■ WHAT TO WORK ON: Go line by line through the data below and count those with the string "target". Give the number only.

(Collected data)

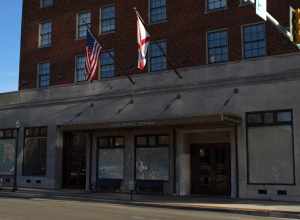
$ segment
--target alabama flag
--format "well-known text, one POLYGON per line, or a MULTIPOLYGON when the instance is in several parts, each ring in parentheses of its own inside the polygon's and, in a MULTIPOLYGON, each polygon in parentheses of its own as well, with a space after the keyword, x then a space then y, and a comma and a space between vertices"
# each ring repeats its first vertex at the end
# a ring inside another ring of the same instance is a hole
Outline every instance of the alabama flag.
POLYGON ((147 63, 147 51, 150 43, 150 35, 147 32, 139 13, 136 11, 137 16, 137 41, 138 41, 138 69, 143 70, 147 63))

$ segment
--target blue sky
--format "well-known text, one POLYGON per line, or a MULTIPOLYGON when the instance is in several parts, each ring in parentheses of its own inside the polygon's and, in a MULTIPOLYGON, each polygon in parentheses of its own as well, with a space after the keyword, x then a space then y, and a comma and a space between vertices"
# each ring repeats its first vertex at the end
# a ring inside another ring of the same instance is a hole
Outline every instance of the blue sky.
POLYGON ((1 8, 0 93, 18 87, 22 0, 3 1, 1 8))

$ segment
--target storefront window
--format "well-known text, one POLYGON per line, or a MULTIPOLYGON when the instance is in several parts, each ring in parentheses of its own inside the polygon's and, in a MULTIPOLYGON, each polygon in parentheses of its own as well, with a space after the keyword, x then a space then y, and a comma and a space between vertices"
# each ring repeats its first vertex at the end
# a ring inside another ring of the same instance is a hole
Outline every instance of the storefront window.
POLYGON ((46 175, 47 140, 47 127, 25 129, 23 176, 46 175))

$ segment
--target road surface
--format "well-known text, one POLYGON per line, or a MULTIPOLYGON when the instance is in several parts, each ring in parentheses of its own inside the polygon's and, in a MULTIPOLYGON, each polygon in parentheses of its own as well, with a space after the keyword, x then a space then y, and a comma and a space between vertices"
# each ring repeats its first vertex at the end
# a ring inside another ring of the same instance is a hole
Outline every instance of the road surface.
POLYGON ((0 220, 278 220, 220 212, 133 207, 109 203, 0 197, 0 220))

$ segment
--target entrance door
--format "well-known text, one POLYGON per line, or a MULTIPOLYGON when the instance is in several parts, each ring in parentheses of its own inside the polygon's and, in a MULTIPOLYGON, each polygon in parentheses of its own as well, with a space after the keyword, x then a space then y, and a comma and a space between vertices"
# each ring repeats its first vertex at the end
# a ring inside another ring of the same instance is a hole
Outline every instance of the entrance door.
POLYGON ((230 145, 191 145, 191 193, 230 195, 230 145))
POLYGON ((65 133, 63 146, 63 187, 85 189, 86 140, 82 134, 65 133))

■ SOLUTION FOR THIS EXERCISE: 5